抽出された情報:

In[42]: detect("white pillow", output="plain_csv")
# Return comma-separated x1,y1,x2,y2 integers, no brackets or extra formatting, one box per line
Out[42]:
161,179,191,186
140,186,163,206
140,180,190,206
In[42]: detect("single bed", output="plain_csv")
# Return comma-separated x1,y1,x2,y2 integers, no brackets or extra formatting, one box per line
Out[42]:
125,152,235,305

==

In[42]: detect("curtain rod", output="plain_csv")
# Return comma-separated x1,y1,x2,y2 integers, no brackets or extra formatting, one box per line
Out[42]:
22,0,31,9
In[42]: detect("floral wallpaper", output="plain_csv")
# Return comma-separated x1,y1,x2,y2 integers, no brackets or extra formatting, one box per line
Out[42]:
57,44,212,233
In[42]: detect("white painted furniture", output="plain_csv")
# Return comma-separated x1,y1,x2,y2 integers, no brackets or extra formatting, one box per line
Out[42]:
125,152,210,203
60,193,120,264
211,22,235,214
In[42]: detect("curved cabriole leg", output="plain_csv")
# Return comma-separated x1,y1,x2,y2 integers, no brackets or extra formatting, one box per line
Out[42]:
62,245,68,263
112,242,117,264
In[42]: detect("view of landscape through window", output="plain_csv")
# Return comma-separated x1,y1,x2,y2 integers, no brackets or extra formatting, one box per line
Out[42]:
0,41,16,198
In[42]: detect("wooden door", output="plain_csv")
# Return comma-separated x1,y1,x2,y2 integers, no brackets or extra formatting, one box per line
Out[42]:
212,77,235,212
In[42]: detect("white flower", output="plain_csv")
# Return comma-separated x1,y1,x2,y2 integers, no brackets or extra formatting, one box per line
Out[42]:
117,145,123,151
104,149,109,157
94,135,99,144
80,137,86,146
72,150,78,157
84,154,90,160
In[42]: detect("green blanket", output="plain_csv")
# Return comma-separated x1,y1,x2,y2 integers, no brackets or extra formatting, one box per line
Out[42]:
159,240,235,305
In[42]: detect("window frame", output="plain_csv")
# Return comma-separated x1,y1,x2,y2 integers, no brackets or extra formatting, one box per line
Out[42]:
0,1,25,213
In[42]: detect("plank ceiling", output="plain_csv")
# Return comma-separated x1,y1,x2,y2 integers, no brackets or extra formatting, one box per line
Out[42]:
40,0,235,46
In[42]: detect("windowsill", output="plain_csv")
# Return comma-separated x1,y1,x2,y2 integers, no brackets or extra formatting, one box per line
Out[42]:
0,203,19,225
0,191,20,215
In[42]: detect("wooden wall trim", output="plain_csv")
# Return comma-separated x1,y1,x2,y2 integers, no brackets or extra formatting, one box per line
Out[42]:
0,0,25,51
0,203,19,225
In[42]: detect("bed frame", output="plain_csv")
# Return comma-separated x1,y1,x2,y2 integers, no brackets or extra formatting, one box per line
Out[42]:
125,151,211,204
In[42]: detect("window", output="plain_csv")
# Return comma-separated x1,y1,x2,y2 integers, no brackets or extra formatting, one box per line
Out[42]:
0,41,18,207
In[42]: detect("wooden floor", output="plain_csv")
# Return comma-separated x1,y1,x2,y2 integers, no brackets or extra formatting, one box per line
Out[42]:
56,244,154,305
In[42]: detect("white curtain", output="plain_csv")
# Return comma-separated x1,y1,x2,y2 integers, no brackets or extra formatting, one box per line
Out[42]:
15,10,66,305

与えられた課題:
上の資料で、文字列「frame」を含む行を数えると何行になりますか？大文字と小文字は区別し、数字だけで答えてください。

課題の解答:
2